## EJERCICIOS PROPUESTOS
• a. Según el fragmento sobre Concordia y Titiribí, ¿cómo llamaban los indígenas las tierras donde se fundó Concordia?
• b. Por favor, prosigue el fragmento sobre Concordia y Titiribí a partir de su última oración.

Pasaron el río Cauca, cuando llegó la
hora del empuje antioqueño, y fundaron
a Concordia en tierras que los indígenas
llamaban de Comiá. Concordia es netamente
agricultora; Titiribí, minero; lo que
es bueno retener, porque en las coplas
que siguen hay de todo. Al par que el
agricultor es apegado a su terruño y poco
andariego, el minero se andaba toda la
provincia desde Guamocó y Remedios y Zaragoza,
que con Cáceres, Anorí y Amalfi formaban
la llamada "Tierra abajo", donde se cantaban
y bailaban el mapalé y el currulao, hasta
Segovia, Frontino, Barbosa y Titiribí,
con derivaciones a Farallón y Andes, donde
había minas por entonces.
Como
al pasar yo a estudiar a un famoso colegio
en el pueblo de las íes no mejoré de conducta,
sino que empeoré lastimosamente, pues
me remonté a los socavones de una mina,
donde trabajé como simple jornalero, olvidado
de familia y amigos; habiendo ido a casa
a la obligada reunión de Nochebuena, mi
padre, que me había dado rienda suelta
por ver si volvía de mi propio querer
al buen camino, me alcanzó a determinar
en la mesa, donde yo escondía el bulto
a su mirada severa, y me dijo ante todos
mis hermanos y muchos convidados:
—Antonio,
¿quieres irte a estudiar a la Universidad
de Medellín?

## DATOS

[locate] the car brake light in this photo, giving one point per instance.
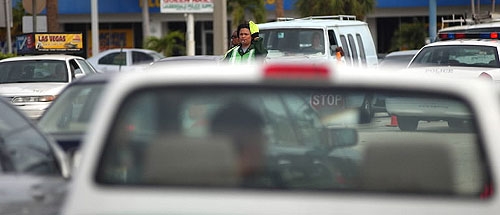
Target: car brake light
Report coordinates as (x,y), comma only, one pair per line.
(468,35)
(485,75)
(487,191)
(297,71)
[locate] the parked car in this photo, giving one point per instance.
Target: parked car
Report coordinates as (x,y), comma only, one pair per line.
(34,170)
(67,118)
(292,40)
(397,60)
(31,83)
(254,142)
(459,55)
(123,60)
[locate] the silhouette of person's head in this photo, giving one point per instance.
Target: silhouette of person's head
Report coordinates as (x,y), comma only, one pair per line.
(245,127)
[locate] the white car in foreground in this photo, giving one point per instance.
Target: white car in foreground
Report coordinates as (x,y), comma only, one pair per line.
(249,140)
(123,60)
(31,83)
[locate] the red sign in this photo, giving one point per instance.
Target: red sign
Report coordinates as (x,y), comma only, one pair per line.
(326,100)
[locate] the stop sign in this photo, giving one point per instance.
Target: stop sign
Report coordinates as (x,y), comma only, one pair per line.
(39,6)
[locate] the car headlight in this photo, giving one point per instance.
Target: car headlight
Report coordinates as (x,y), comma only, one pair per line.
(25,99)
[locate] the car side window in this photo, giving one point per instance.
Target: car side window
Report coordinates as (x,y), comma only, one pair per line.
(140,57)
(305,119)
(331,38)
(362,53)
(117,58)
(352,44)
(346,49)
(278,122)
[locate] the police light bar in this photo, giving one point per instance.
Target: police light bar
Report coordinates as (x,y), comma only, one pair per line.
(468,35)
(296,71)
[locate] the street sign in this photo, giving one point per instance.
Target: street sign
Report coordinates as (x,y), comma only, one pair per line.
(3,22)
(39,6)
(187,6)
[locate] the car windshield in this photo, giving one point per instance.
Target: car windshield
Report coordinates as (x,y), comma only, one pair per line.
(396,62)
(28,71)
(289,42)
(22,147)
(71,112)
(457,55)
(295,139)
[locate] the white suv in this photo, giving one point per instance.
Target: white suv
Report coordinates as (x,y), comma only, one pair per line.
(293,39)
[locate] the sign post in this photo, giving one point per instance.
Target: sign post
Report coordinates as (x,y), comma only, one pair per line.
(188,7)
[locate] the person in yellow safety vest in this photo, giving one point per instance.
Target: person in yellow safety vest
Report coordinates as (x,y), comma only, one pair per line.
(234,39)
(251,47)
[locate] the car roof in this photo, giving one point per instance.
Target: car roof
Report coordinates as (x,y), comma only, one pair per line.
(42,57)
(189,58)
(402,53)
(127,49)
(311,23)
(94,78)
(465,42)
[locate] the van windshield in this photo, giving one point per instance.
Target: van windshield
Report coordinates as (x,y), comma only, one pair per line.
(294,41)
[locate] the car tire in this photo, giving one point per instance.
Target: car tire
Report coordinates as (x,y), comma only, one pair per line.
(458,124)
(366,111)
(407,123)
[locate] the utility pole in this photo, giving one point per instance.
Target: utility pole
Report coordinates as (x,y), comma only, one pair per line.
(34,12)
(220,27)
(432,20)
(94,26)
(145,20)
(8,10)
(280,11)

## RESULTADOS POR TAREA
• a. Las llamaban de Comiá.

• b.
Esta
propuesta, que yo revolví en la cabeza
cien veces en un segundo, me cabrilleó
por todo el magín en arco iris y, hecho
el cálculo instantáneo de placeres y penas,
contesté redondamente:
—¡Sí,
señor!
Y
éste sí decidió de mi suerte, quiero decir,
de mi carrera...
Era
necesario ese introito personalísimo,
para poder explicar a mis lectores cómo,
cuándo y dónde me aprendí de memoria el
rimero de coplas que constituyen el meollo
de este libro, que por modo reverente
derezco al público en general y a mis
paisanos en particular. A mis paisanos
antioqueños, entiéndase bien, y especialmente
a mis contemporáneos, si algunos quedan,
de los que no nacimos con chaqueta, como
cantaba Gutiérrez González, tuvimos la
cometa enredada en el papayo y les pusimos
nombre a los primeros perritos de Marbella.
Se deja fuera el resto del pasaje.